▶ [Records drawn from a dataset]:
↓↓↓

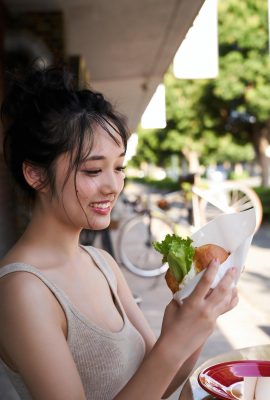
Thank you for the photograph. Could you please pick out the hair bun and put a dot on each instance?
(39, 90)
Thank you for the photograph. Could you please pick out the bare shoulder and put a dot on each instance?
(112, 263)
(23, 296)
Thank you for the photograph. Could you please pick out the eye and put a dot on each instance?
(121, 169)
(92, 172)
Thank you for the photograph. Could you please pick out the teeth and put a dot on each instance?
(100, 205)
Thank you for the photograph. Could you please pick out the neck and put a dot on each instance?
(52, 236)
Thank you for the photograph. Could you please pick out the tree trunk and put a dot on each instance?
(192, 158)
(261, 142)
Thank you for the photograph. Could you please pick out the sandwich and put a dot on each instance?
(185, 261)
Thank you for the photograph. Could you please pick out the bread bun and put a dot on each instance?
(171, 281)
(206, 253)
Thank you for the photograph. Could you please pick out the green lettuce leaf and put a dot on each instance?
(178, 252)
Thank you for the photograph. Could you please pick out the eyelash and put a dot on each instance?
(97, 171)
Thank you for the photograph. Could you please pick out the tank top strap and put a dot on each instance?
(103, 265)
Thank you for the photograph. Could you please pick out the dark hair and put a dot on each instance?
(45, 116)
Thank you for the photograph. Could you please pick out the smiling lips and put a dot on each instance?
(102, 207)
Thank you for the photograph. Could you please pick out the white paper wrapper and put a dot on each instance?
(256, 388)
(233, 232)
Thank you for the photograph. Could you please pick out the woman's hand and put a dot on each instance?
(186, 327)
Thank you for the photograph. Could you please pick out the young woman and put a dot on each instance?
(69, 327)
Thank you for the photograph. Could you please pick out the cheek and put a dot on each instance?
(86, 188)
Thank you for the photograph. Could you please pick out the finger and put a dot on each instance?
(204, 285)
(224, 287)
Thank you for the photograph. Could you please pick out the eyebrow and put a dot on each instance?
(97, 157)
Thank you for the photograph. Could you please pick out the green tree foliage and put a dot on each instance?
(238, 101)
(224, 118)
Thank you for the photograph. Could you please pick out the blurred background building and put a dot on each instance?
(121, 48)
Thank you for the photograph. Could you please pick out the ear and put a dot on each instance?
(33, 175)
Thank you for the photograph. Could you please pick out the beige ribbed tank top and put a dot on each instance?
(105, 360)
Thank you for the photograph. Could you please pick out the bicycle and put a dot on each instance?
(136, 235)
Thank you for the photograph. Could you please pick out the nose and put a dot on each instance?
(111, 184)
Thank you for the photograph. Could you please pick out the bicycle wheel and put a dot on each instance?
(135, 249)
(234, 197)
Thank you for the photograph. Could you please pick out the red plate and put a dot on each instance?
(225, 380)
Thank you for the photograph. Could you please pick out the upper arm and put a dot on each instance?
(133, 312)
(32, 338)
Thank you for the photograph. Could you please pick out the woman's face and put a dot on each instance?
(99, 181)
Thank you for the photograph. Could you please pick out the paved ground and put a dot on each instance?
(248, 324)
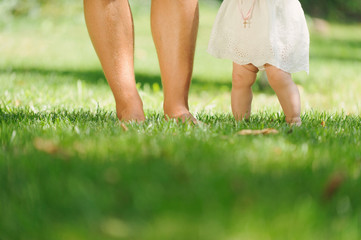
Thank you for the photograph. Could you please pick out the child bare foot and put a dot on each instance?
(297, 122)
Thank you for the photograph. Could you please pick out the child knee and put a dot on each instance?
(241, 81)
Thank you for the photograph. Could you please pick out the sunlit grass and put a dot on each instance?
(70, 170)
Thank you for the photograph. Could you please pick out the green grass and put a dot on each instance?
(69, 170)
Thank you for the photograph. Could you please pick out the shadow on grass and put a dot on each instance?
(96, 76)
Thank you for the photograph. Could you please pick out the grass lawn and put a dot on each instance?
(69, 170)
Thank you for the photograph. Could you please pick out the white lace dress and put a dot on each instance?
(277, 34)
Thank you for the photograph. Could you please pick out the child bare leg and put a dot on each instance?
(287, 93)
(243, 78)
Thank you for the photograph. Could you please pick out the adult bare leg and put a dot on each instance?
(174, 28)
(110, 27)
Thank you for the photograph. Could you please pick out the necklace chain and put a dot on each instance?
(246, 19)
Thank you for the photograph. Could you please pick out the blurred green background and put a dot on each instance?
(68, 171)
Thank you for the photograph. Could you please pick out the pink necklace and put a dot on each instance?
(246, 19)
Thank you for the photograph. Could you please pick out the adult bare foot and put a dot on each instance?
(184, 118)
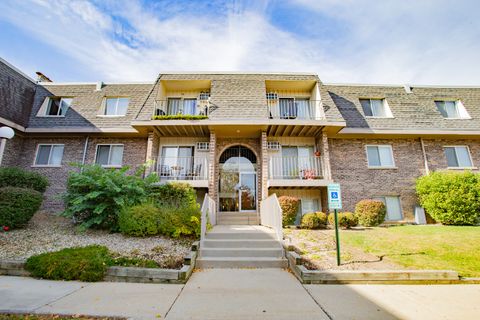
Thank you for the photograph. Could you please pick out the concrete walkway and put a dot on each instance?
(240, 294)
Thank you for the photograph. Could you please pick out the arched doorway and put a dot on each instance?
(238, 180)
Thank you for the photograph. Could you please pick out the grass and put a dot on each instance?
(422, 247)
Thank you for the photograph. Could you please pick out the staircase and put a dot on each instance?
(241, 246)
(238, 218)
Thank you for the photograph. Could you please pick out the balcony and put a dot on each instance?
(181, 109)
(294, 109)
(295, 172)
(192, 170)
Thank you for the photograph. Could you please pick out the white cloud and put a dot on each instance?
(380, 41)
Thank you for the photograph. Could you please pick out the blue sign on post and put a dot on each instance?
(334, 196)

↑↑↑

▶ [WHAT YOU NEED TO DO]: Leave out the pictures and return the rest of the records exactly.

▶ [FINISHED TASK]:
Thank you for the photograph. Could you please pick out the hair bun and put a dot on each instance?
(39, 90)
Thank you for the photograph. Could you please pick out the bare shoulder and put a dot on each instance?
(112, 263)
(23, 296)
Thank you for the photograph. Could you please pick out the eye and put a dot on each instance?
(121, 169)
(92, 172)
Thank you for the photograph. Could you please pick out the teeth and put a dot on each instance?
(100, 205)
Thank you for the photograph. Could you please pick out the neck and put a dot on each instance?
(52, 236)
Thank you for the photograph. Could you please pick out the tree trunk and put a dot on each instance?
(192, 158)
(261, 142)
Thank you for the photograph. Could you please pick out the sandwich and put a dot on each instance?
(185, 261)
Thank you for the photograph. Could you please pick out the bread bun and put a dot on each instance?
(171, 281)
(206, 253)
Thank you for the photograph. Could you please pick out the green lettuce leaf and put a dot on each instance?
(178, 252)
Thank you for the photograph. Could you please pick out the eyelash and put a dot on each instance?
(97, 171)
Thank you for the photograph. Could you please pick out the tank top strap and put a dot on each instance?
(103, 265)
Thank you for the photograph. Could you please pick out the dark hair and put a dot on each instance?
(45, 116)
Thank you for the photograph. Could you please pick out the smiling lips and put a dot on each instance?
(102, 207)
Thank you for the photograph. Could you please pick out the white paper wrapper and put a dot on each instance?
(256, 388)
(233, 232)
Thank you for the photograph. Could you please pick out the woman's hand and put a dot on each instance?
(186, 327)
Thank you for the photograph. Could you please pick out the young woman and put a dot on each instance?
(69, 327)
Thank you for the photograph. Could you please pick out the cheek and put a dot on each instance?
(86, 188)
Thank you for the photograph. Could you please pick out the finger and put a dot on each instance?
(204, 285)
(224, 287)
Thank you for the photograph. Could you please pick out the eyebrow and put a dot on each instance?
(97, 157)
Thank you for the photograph. Could you please pick out the green tree foliage and put a dot on each instance?
(238, 101)
(224, 118)
Thank you for the photograph. Could you please pick out the blurred background building and put a dot on each instance?
(121, 48)
Thank you for the photograph. Could you please pick out the ear and put a dot on each instance?
(33, 175)
Thank you for the photograph. Could you please pick out the beige ribbed tank top and put a dot on each instance?
(105, 360)
Thank you for the photograph. Could you please pick out the bicycle and put a dot on each instance?
(136, 235)
Thank you for the photograph. Could you please pick out the nose and put a dot on each instance?
(111, 184)
Thank you for the photograph. Could you please pick out the bicycle wheel and put a dot on each instance?
(135, 249)
(234, 197)
Thank you for the photograph. Could you please pick out the red plate and put a dot on each instance?
(225, 380)
Thank you for the photograph. Could you please pick out the upper arm and put a dot on each instance?
(133, 312)
(32, 338)
Thank you for the photograph. Could you please pick out the woman's face and put a dot on each instance?
(99, 181)
Thank you for the photograph. Could you please pick out the paved ground and put a dot on each instance?
(248, 324)
Thank you for the photograph. Could you please pick out the child bare foot and put a dot on each instance?
(297, 122)
Thank you for the photograph. Could you please pick out the child knee and put a dot on each instance?
(241, 81)
Thank you for the photograph. Could you please pick out the sunlit grass and put a dot on each instance?
(70, 170)
Thank you for the photograph. Could you please pick out the green grass and put a dot on each instance?
(69, 170)
Thank you for the photograph. Could you please pick out the shadow on grass and put a dot on each instance?
(96, 76)
Thank you for the photograph. Could you please pick out the grass lawn and put a dot on each instance?
(69, 170)
Thank you for the photograph. Could you please pick out the white lace dress and put a dot on each instance?
(277, 34)
Thank you for the photograph. Could you please pick out the child bare leg and put a dot on each instance?
(287, 93)
(243, 78)
Thank you for the photograph. Could you please pick out the adult bare leg and put a dot on each instance?
(174, 28)
(110, 27)
Thank you for the photograph. Could you please pick out the necklace chain and put a dot on each instance?
(246, 19)
Thank you for the photograph. Could you please pick out the blurred green background and put a dot on each instance?
(68, 171)
Thank you for the photograph. Could you please pick out the pink necklace and put a dot on each instance?
(246, 19)
Thank you for the photograph. Could you please pick out the adult bare foot and put a dot on each instance?
(184, 118)
Thank you for the photograph. Could you please pick out the concrete walkway and put a dot on each instance?
(240, 294)
Thank you for the photograph. Could you please pick out the arched doorway and put a dot on each instance?
(238, 180)
Thank you for the photograph. Could you please pick out the grass and put a dot on each instance?
(422, 247)
Thank you for the photograph. Could you please pick out the staircase and put a dot on each instance?
(241, 246)
(238, 218)
Thank you for the photograph. Could you please pick out the balcony and put a dot on each instance?
(181, 109)
(294, 109)
(295, 172)
(192, 170)
Thank you for the photograph. Could you please pick out the white cloud and put a dot on each instance?
(380, 41)
Thank you for the photograph. Could you please pick out the blue sign on post and put a dot on each instance?
(334, 196)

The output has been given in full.